* WORK REQUIRED:
Keep the wording of each record exactly the same when you repeat it, and leave out pictures.
--------------------
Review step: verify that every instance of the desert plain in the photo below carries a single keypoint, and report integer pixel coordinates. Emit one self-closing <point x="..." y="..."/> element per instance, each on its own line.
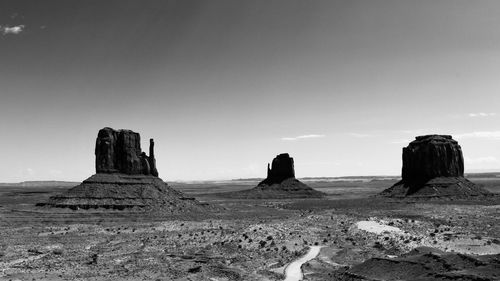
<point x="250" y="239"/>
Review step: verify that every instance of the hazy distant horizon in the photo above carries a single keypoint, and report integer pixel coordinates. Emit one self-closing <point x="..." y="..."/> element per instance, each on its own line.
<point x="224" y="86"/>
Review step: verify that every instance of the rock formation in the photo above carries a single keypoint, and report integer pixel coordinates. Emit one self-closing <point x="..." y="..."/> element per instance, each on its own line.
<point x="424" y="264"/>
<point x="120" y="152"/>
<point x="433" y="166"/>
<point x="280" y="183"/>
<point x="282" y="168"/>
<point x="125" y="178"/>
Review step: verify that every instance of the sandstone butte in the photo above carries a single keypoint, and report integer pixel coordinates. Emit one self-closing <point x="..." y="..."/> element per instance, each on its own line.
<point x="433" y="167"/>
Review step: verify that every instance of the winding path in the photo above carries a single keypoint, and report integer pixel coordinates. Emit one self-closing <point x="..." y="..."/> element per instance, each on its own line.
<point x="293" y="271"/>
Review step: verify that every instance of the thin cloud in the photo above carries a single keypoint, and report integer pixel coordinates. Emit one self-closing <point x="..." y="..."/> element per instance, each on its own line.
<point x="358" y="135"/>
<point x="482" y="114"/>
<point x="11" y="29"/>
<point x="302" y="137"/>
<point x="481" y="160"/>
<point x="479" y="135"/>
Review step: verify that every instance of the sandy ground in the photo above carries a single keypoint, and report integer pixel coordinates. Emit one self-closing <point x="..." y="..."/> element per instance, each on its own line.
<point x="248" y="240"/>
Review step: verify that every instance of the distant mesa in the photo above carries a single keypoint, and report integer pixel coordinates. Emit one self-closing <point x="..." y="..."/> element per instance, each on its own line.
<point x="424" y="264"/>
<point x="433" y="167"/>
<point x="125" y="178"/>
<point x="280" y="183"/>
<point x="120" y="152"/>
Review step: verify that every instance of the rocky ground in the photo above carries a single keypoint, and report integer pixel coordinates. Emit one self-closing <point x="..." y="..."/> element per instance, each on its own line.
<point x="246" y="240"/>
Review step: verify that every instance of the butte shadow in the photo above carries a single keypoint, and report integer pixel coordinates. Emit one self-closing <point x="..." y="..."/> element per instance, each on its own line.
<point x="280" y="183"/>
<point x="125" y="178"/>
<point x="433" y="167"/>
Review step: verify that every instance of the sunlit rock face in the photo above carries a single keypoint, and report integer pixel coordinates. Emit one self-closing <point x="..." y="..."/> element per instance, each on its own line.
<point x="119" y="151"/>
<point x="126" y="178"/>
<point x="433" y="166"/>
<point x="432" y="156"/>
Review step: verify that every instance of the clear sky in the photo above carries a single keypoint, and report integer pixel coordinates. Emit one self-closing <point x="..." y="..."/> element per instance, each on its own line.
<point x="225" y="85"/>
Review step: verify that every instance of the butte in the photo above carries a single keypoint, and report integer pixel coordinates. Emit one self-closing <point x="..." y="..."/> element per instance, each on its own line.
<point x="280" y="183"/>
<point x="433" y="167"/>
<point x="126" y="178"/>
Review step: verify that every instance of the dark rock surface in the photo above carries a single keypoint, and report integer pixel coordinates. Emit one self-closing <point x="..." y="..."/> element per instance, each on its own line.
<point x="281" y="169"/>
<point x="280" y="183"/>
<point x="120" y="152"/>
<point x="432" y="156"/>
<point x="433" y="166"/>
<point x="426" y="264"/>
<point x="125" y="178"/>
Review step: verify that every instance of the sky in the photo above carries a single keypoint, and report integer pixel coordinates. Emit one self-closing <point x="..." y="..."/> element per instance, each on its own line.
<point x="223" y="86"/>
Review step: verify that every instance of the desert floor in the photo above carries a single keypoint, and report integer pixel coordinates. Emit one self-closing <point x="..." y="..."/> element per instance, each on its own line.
--------------------
* SOLUTION TO THIS TASK:
Review step: verify that every instance of the desert plain in the photo below carries a single keypoint, and report integer pixel coordinates. Emit one self-closing <point x="..." y="..."/> element per instance, each on its own line.
<point x="250" y="239"/>
Review step: verify that every instance of the hazy distant horizon in the photo above carries a single keypoint, and report integer pixel coordinates. Emit one self-closing <point x="..." y="..."/> element per instance, each on its own line.
<point x="224" y="86"/>
Review step: verify that every instance of the rock formation in the photo above carries a single keypoint, and report integer pixel coordinates. Emit one self-closing <point x="..." y="..."/> element per instance, each on its own line.
<point x="424" y="264"/>
<point x="120" y="152"/>
<point x="433" y="166"/>
<point x="280" y="183"/>
<point x="282" y="168"/>
<point x="125" y="178"/>
Review step: verify that every instance of the sandstone butte in the photo above carries a single keypoint, and report integer pixel coordinates. Emit one self-closing <point x="..." y="..."/> element per instance, each on its own line.
<point x="433" y="167"/>
Review step: verify that every instance of the winding path in the photo above carries a single keypoint, and report integer pixel coordinates. Emit one self-closing <point x="..." y="..."/> element per instance, each on its own line.
<point x="293" y="271"/>
Review step: verify that every instance of the thin cloud in the photo above carries a single keypoint, and report integer pixel coordinates. Emit one self-closing <point x="..." y="..."/> element per instance, each on its own line.
<point x="358" y="135"/>
<point x="482" y="114"/>
<point x="11" y="29"/>
<point x="302" y="137"/>
<point x="481" y="160"/>
<point x="479" y="135"/>
Review step: verify that every instance of the sandy ground in the photo above carries a single keypoint, and report integer pixel coordinates. Emit one self-closing <point x="..." y="..."/> element per instance, each on its own line.
<point x="248" y="240"/>
Review step: verify that every instance of the distant mesa in the photo above carries a single keypoint, and report integer pixel coordinates. Emit one self-closing <point x="..." y="..."/> element per instance, each on its own line.
<point x="424" y="264"/>
<point x="433" y="167"/>
<point x="125" y="178"/>
<point x="280" y="183"/>
<point x="120" y="152"/>
Review step: verify that every instance of the rocky ground in the photo above carries a single keypoint, and report integer pixel coordinates. Emit one self-closing <point x="..." y="..."/> element per instance, each on its own line.
<point x="246" y="240"/>
Review step: verify that every instance of the butte shadow in the photo above carries a single keypoint, and report integer pixel coordinates. Emit one self-closing <point x="..." y="..."/> element per instance, each on its own line.
<point x="280" y="183"/>
<point x="125" y="178"/>
<point x="433" y="167"/>
Review step: verify that every instance of the sunlit rock face in the photo above carries a single keypoint, and report integer pixel coordinates. Emit one self-closing <point x="..." y="..."/> element per instance, each on its own line.
<point x="119" y="151"/>
<point x="126" y="178"/>
<point x="433" y="166"/>
<point x="432" y="156"/>
Review step: verify that every instance of the clear sky in the photo above carries a single keypoint, and report integer pixel coordinates. Emit one self-closing <point x="..." y="..."/> element per instance, each on its own line.
<point x="225" y="85"/>
Review step: verify that every instance of the butte in the photo above carries a single keypoint, and report integer pixel coordinates. Emit one self-closing <point x="..." y="..."/> element per instance, each on its own line.
<point x="280" y="183"/>
<point x="433" y="167"/>
<point x="126" y="178"/>
Review step: verify that every instance of the dark rock surface in the photo above carries a single keypoint, and report integer pixel coordinates. Emit one self-closing <point x="..." y="..."/> element per instance, each on its own line.
<point x="281" y="169"/>
<point x="280" y="183"/>
<point x="120" y="152"/>
<point x="432" y="156"/>
<point x="433" y="166"/>
<point x="426" y="264"/>
<point x="125" y="178"/>
Review step: verify that every instance of the sky in the photo above carries a single keypoint, and report integer pixel coordinates. Emit one self-closing <point x="..." y="..."/> element per instance, each on its own line.
<point x="223" y="86"/>
Review step: verify that every instance of the desert floor in the photo above carries a single keypoint, and report integer pixel coordinates. Emit one self-closing <point x="..." y="..."/> element per instance, each on its own line.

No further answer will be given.